## EXERCISE DATA
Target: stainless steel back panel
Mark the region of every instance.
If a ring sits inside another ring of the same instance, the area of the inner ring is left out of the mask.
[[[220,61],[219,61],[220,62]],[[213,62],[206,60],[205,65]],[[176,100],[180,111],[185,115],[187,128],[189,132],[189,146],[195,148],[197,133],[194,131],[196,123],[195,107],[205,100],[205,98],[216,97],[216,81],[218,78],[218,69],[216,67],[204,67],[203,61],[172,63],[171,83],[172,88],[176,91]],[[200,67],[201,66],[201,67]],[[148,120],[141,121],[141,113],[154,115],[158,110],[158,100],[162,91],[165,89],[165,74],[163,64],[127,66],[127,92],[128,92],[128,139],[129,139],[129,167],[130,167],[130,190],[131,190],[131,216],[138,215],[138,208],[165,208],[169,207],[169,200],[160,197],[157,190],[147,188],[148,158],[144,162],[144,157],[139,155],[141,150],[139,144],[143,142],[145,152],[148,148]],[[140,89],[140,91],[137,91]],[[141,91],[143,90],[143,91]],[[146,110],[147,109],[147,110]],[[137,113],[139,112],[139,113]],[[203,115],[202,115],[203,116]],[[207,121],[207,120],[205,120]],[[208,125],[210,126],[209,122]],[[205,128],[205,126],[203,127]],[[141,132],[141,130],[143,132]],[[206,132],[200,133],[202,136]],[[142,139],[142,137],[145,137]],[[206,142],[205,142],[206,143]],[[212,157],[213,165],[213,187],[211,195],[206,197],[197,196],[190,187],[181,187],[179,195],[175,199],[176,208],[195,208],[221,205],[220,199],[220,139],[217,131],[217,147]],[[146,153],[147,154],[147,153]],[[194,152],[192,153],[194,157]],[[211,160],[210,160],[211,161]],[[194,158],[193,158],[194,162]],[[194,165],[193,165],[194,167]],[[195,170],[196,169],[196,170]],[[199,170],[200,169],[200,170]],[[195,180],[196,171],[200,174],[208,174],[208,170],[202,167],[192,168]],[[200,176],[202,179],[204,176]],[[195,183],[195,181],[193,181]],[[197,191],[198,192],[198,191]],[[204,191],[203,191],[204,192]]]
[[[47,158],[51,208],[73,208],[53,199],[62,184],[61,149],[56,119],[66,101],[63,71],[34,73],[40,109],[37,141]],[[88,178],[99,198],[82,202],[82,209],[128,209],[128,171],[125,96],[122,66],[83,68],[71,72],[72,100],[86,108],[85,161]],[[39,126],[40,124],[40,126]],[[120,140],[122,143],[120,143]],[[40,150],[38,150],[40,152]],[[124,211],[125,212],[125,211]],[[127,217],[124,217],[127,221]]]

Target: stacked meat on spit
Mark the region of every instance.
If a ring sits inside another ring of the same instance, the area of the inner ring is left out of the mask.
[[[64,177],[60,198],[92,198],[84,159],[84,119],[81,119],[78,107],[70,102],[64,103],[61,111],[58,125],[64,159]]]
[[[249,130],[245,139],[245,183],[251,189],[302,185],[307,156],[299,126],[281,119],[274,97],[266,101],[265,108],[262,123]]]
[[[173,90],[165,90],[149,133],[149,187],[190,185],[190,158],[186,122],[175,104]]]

## REQUIREMENT
Reproduce every line of the records above verbatim, with no additions or changes.

## EXPECTED ANSWER
Target: stainless steel back panel
Mark the region of every instance.
If a ring sits inside another ring of the same instance, the area of the inner ring is left out of the mask.
[[[220,61],[219,61],[220,62]],[[213,62],[206,60],[205,65]],[[176,100],[180,111],[185,115],[187,128],[189,132],[189,146],[195,148],[197,133],[194,131],[196,123],[195,107],[205,100],[205,98],[216,97],[216,81],[218,78],[218,69],[216,67],[204,67],[203,61],[172,63],[171,83],[172,88],[176,91]],[[200,67],[201,66],[201,67]],[[148,120],[141,121],[141,113],[154,115],[158,110],[158,100],[162,91],[165,89],[165,74],[163,64],[127,66],[127,92],[128,92],[128,139],[129,139],[129,167],[130,167],[130,190],[131,190],[131,216],[138,215],[138,208],[165,208],[169,207],[169,200],[160,197],[157,190],[147,188],[148,158],[144,162],[144,157],[139,155],[141,150],[139,144],[143,142],[145,152],[148,148]],[[140,89],[140,91],[137,91]],[[141,91],[143,90],[143,91]],[[146,110],[147,109],[147,110]],[[137,113],[139,112],[139,113]],[[203,115],[202,115],[203,116]],[[207,121],[207,120],[205,120]],[[208,125],[210,126],[209,122]],[[205,128],[205,126],[203,127]],[[141,132],[141,130],[143,132]],[[206,132],[200,133],[202,136]],[[142,139],[142,137],[145,137]],[[206,142],[205,142],[206,143]],[[212,157],[213,165],[213,187],[211,195],[206,197],[197,196],[190,187],[181,187],[179,195],[175,199],[176,208],[195,208],[221,205],[220,199],[220,139],[217,131],[217,147]],[[146,153],[147,154],[147,153]],[[194,152],[192,153],[194,157]],[[211,160],[210,160],[211,161]],[[194,158],[193,158],[194,162]],[[194,165],[193,165],[194,167]],[[195,170],[196,169],[196,170]],[[199,170],[200,169],[200,170]],[[195,180],[196,171],[200,174],[208,174],[208,170],[202,167],[192,168]],[[200,176],[202,179],[204,176]],[[195,183],[195,181],[193,181]],[[197,191],[198,192],[198,191]],[[204,191],[203,191],[204,192]]]
[[[47,158],[51,208],[73,208],[53,199],[62,184],[61,149],[56,119],[66,101],[63,71],[34,73],[40,109],[37,141]],[[88,178],[99,198],[82,202],[82,209],[128,209],[128,171],[125,96],[122,66],[83,68],[71,72],[72,100],[86,108],[85,161]],[[39,126],[40,124],[40,126]],[[120,140],[122,143],[120,143]],[[40,150],[38,150],[40,152]],[[124,211],[125,212],[125,211]],[[127,217],[124,217],[127,221]]]

Target: stacked meat on spit
Mark the region of every instance.
If a ring sits inside another ring of the same instance, the area of the inner ring is left out of the mask.
[[[64,177],[60,198],[92,198],[84,159],[84,119],[81,119],[78,107],[70,102],[64,103],[61,111],[58,125],[64,159]]]
[[[249,130],[245,139],[245,183],[251,189],[302,185],[307,156],[299,126],[281,119],[274,97],[266,101],[265,108],[262,123]]]
[[[173,90],[165,90],[149,133],[149,187],[190,185],[190,158],[186,122],[175,104]]]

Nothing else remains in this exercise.